====== Record set ======
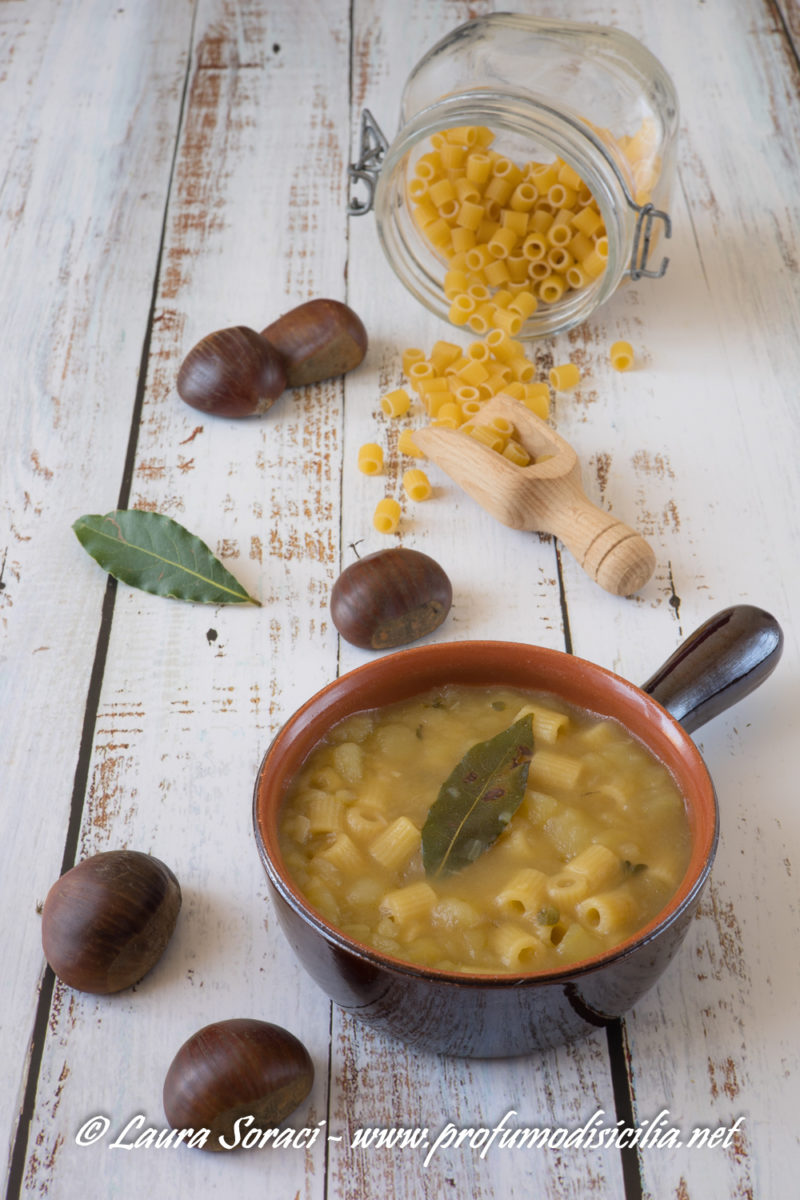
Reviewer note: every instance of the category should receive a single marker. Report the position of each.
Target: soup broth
(596, 847)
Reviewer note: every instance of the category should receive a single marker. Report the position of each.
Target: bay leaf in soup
(157, 555)
(477, 799)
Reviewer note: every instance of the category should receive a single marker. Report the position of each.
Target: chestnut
(234, 372)
(318, 340)
(107, 921)
(390, 598)
(234, 1069)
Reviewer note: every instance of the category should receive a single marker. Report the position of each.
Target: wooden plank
(191, 696)
(713, 435)
(505, 587)
(74, 315)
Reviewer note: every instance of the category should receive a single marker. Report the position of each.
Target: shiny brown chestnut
(500, 1015)
(390, 598)
(108, 919)
(233, 372)
(235, 1078)
(318, 340)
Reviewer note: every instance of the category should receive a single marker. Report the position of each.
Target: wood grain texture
(172, 169)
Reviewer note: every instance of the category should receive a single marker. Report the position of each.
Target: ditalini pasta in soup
(595, 847)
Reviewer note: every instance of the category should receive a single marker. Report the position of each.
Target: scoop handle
(719, 665)
(617, 557)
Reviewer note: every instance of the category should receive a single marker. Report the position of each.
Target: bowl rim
(683, 899)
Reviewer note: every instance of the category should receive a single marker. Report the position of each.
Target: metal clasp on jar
(372, 149)
(642, 239)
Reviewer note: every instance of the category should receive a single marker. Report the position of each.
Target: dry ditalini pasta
(386, 515)
(512, 235)
(621, 355)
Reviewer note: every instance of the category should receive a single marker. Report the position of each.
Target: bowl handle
(717, 665)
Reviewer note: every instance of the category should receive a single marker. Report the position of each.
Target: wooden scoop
(545, 497)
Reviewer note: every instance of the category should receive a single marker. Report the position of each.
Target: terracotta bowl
(511, 1014)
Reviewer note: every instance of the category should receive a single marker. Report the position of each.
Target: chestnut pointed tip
(232, 372)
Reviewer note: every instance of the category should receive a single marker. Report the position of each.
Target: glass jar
(581, 108)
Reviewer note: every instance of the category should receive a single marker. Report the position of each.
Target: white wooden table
(167, 169)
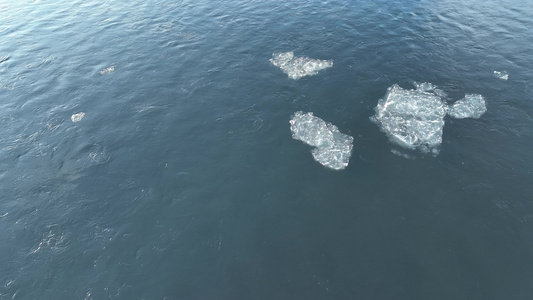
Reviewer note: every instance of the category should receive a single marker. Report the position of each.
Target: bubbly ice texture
(298, 67)
(501, 74)
(414, 119)
(332, 148)
(77, 117)
(471, 106)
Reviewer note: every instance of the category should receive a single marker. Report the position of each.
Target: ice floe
(471, 106)
(501, 74)
(332, 148)
(107, 70)
(298, 67)
(414, 119)
(77, 117)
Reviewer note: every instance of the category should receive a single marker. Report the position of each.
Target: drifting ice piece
(333, 148)
(412, 119)
(77, 117)
(471, 106)
(298, 67)
(501, 74)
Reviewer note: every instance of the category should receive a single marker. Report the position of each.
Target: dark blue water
(182, 181)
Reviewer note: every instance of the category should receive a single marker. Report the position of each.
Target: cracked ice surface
(471, 106)
(298, 67)
(332, 148)
(501, 74)
(412, 119)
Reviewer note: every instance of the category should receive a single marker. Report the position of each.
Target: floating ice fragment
(471, 106)
(501, 74)
(412, 119)
(77, 117)
(332, 148)
(298, 67)
(107, 70)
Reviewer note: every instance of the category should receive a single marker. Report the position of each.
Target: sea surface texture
(146, 150)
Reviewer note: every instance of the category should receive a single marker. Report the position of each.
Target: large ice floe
(298, 67)
(332, 148)
(414, 119)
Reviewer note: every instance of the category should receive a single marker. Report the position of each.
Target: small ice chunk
(412, 119)
(471, 106)
(332, 148)
(107, 70)
(298, 67)
(501, 74)
(77, 117)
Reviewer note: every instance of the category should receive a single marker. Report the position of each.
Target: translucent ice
(107, 70)
(77, 117)
(501, 74)
(471, 106)
(412, 119)
(332, 148)
(298, 67)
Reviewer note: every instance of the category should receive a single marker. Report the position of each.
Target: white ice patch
(414, 119)
(471, 106)
(332, 148)
(77, 117)
(501, 74)
(298, 67)
(107, 70)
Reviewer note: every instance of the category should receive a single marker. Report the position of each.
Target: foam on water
(471, 106)
(414, 119)
(332, 148)
(298, 67)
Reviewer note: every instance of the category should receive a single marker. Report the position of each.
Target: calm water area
(146, 151)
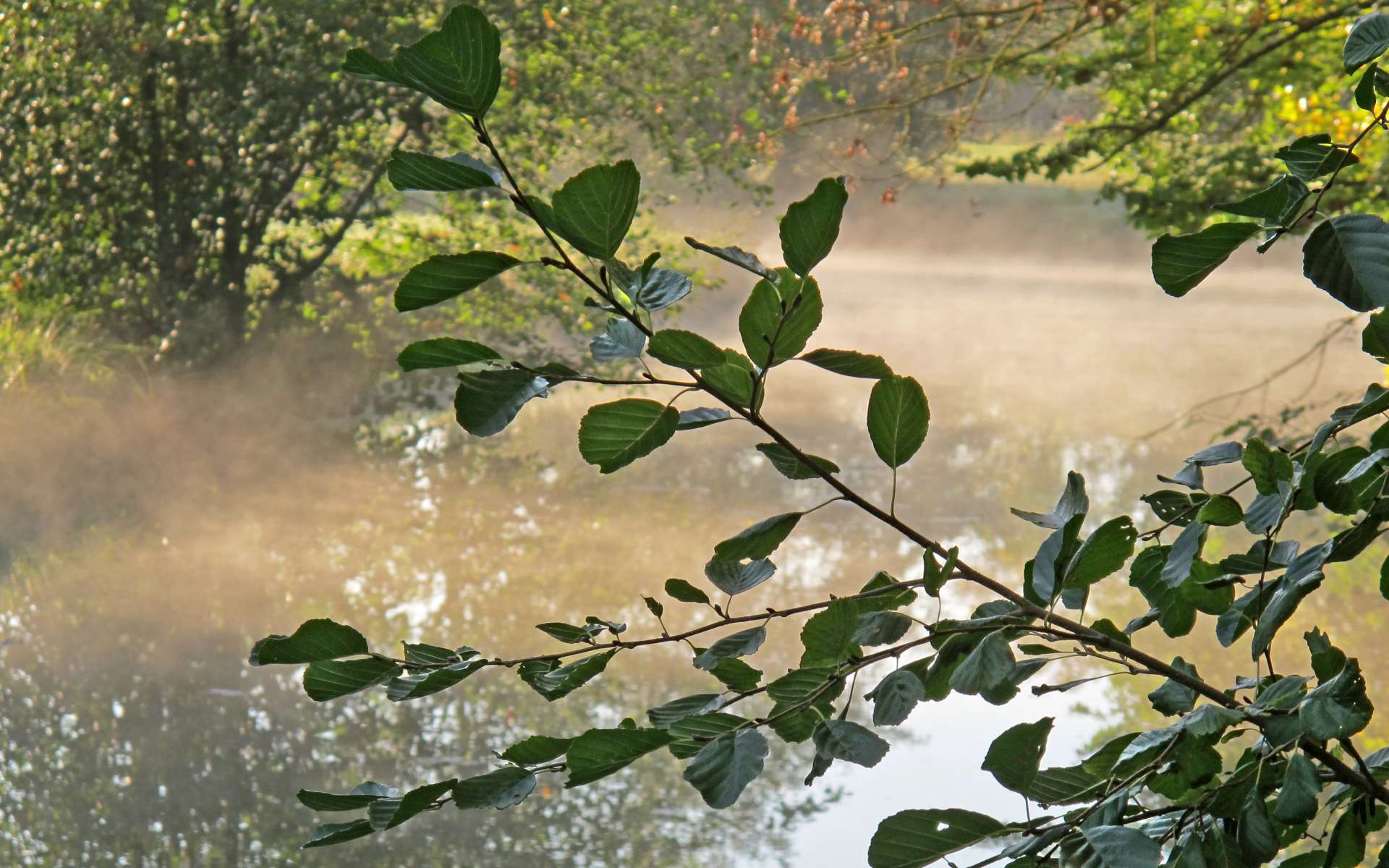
======
Collect every line in the data above that contains the string "white".

Target: white wooden table
Target: white ice patch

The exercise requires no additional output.